Below are some entries. Reproduce them word for word.

Records supplied:
┏━━

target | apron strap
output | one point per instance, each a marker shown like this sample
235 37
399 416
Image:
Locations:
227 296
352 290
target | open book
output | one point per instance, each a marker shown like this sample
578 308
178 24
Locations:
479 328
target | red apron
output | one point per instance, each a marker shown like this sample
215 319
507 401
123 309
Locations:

┗━━

Exercise response:
target | apron strap
output | one point per instance, each a marker shown like this sample
235 37
399 416
Image:
Locations:
227 296
352 290
target | open book
output | one point per instance, each a marker shown like this sample
578 308
178 24
Locations:
479 328
target | red apron
output | one point per instance, each a marker shown like this sample
215 319
507 401
123 309
Locations:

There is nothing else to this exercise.